─── LEESTEKST ───

Daarginds de groene heuvels.

Op dit blog vertrouw ik in gedeelten mijn pennenvruchten toe van het houden van vakantie in Frankrijk, het wonen daar en onze belevenissen daarginds.
Ik ben met het schrijven hiervan al begonnen in 1994, waar blijft de tijd ?

Met een "voorraad" van 130 bladzijden, zal ik twee keer per maand een hoofdstuk posten, op de 1ste en 15de van iedere maand.
Ik maak er dus een feuilleton van!

Om privacy redenen heb ik de namen van de personen die in de verhalen voorkomen veranderd.

Lees gezellig mee en een reactie van tijd tot tijd zou ik erg op prijs stellen.
Als het je aanspreekt en je wilt niets missen, dan kun je ook volger worden.
à Bientôt, (tot straks).............Daarginds !

woensdag 1 oktober 2014

Vervolg van; op zoek naar een zeis!



“Laten we nog even naar het Dorpsplein lopen, dan kan ik een croissant kopen!”
Toen we het park verlieten, gooiden we er ook nog een “ Au revoir” tegenaan, maar niemand reageerde.

We liepen door een paar smalle straatjes en kwamen op het verlaten Dorpsplein.
In de hoek bij een bloemenperk met prachtige kleuren, was een man, gekleed in korte broek met ontbloot bovenlijf bezig zijn gereedschap in de aanhanger van een minitractor te laden.
“Vraag of hij weet, waar je een zeis kunt kopen!” spoorde ik Joep aan, maar dat was niet nodig, want Joep was met grote passen al ter plekke. Toen ik me bij hen voegde, liep de man net weg.
Hij beduidde ons met een handgebaar, dat we moesten blijven wachten.
“Wat gaat hij doen?” vroeg ik aan Joep.
“Geen flauw idee, we zullen het wel zien!”
De man verdween een paar huizen verderop in een tuin. Na een paar minuten kwam hij terug met een spiksplinternieuwe zeis met een strekel om het mes te slijpen.
Trots hief hij de zeis omhoog, we wisten niet wat de bedoeling was.
Mochten we hem alleen maar even zien, omdat hij dacht dat wij niet wisten hoe een zeis er uit zag?
Of was hij misschien te koop?

Joep vertelde in telegramstijl over onze speurtocht naar een zeis. De man beaamde meewarig, dat het niet meeviel om een goede zeis te kopen en dat ze erg duur waren.
Ondertussen zette hij de zeis tegen een oude geparkeerde vrachtwagen en keek er nog een liefdevol naar.
We stonden een poosje zwijgend naar de zeis te kijken, totdat Joep de brutaliteit nam en vroeg of hij te koop was.
“A Vendre???”, neen, deze is nieuw en kost wel zeshonderd francs!”
Ineens floot hij op zijn vingers en vanuit een werkplaats achter de geparkeerde vrachtwagen kwam een man tevoorschijn.

───

OPDRACHTEN –
**A)** Vat de leestekst samen in twee zinnen.
**B)** Zet de alinea in de leestekst die begint met "Joep vertelde in telegramstijl" om in een korte opsomming met de belangrijkste feiten.

─── GEGEVENSDEEL ───

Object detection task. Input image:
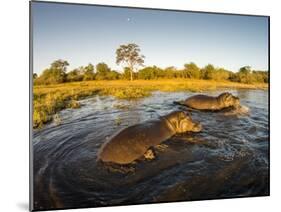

───

UITWERKINGEN PER OPDRACHT –
**A)** Op dit blog wordt in delen geschreven over vakanties en het wonen in Frankrijk, en het verhaal verschijnt twee keer per maand als feuilleton. In het hoofdstuk van 1 oktober 2014 spreekt Joep op het Dorpsplein een man aan over een zeis, waarna de man een nieuwe zeis laat zien die volgens hem niet te koop is en zeshonderd francs kost.

**B)**
- Joep vertelt kort over de zoektocht naar een zeis.
- De man bevestigt dat een goede zeis moeilijk te krijgen en erg duur is.
- Hij zet de zeis tegen een oude geparkeerde vrachtwagen.
- Na een stilte vraagt Joep of de zeis te koop is.
- De man zegt nee: de zeis is nieuw en kost zeshonderd francs.
- Hij fluit op zijn vingers, en er komt een man uit een werkplaats achter de vrachtwagen.